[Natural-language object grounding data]

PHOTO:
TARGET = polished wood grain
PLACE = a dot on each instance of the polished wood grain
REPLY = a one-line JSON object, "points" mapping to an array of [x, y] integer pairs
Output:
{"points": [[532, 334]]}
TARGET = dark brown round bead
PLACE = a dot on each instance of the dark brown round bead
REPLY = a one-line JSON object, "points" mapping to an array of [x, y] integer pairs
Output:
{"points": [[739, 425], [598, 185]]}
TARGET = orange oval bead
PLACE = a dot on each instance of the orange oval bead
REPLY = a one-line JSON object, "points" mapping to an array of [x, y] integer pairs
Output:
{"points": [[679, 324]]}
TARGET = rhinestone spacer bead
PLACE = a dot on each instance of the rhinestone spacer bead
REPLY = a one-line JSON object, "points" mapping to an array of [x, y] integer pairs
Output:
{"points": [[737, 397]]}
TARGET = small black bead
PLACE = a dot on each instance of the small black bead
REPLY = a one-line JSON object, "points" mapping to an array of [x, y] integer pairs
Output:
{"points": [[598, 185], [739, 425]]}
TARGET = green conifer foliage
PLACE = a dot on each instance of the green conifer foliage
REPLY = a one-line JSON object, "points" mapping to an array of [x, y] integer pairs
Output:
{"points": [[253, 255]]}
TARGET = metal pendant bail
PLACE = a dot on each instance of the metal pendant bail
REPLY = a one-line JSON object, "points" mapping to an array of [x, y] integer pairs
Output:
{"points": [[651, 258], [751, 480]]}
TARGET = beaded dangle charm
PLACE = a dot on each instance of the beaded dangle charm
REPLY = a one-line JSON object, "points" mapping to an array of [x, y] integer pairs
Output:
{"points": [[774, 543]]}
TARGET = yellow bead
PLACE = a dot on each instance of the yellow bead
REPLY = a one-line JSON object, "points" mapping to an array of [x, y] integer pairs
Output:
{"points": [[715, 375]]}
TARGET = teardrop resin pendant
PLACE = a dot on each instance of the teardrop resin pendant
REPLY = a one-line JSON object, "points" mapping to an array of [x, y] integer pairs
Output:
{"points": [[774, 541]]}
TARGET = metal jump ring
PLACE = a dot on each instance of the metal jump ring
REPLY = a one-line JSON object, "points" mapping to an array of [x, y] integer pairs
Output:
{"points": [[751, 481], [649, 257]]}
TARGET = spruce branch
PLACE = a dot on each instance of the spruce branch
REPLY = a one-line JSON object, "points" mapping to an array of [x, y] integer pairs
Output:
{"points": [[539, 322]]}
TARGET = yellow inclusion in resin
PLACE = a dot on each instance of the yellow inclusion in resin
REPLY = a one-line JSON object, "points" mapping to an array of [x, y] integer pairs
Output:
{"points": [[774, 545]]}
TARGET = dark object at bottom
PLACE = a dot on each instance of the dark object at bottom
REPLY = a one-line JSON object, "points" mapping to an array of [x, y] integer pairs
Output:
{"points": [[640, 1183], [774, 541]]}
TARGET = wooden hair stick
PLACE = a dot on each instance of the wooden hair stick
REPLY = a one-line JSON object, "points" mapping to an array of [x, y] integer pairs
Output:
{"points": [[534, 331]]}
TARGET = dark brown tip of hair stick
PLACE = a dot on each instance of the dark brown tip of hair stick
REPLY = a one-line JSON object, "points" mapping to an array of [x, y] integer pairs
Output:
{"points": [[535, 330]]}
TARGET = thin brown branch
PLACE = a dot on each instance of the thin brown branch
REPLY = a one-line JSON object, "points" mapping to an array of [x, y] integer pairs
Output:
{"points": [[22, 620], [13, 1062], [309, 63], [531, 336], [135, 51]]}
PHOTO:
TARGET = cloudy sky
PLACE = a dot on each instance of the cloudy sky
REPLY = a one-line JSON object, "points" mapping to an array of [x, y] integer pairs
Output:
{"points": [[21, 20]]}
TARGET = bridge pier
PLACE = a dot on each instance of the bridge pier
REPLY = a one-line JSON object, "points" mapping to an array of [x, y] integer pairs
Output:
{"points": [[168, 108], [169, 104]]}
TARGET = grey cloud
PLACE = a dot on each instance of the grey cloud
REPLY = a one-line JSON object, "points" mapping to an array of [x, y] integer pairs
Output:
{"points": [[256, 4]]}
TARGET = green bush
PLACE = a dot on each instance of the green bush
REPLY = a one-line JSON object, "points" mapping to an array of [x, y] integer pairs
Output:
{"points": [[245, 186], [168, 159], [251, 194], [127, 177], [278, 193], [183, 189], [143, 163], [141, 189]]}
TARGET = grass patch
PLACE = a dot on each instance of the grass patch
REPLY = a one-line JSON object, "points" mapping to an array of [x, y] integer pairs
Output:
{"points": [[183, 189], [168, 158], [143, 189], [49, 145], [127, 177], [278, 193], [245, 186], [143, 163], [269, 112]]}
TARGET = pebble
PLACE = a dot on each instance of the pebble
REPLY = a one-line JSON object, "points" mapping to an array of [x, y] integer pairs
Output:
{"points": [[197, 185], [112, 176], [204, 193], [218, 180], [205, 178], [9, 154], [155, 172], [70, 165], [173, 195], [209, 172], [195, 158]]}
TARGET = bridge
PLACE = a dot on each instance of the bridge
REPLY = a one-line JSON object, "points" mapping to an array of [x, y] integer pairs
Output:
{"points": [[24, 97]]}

● **Instructions to follow**
Return each line among the entries that holds the word "grass".

● **Solution to the problem**
TARGET = grass patch
PLACE = a dot on each instance of the grass patch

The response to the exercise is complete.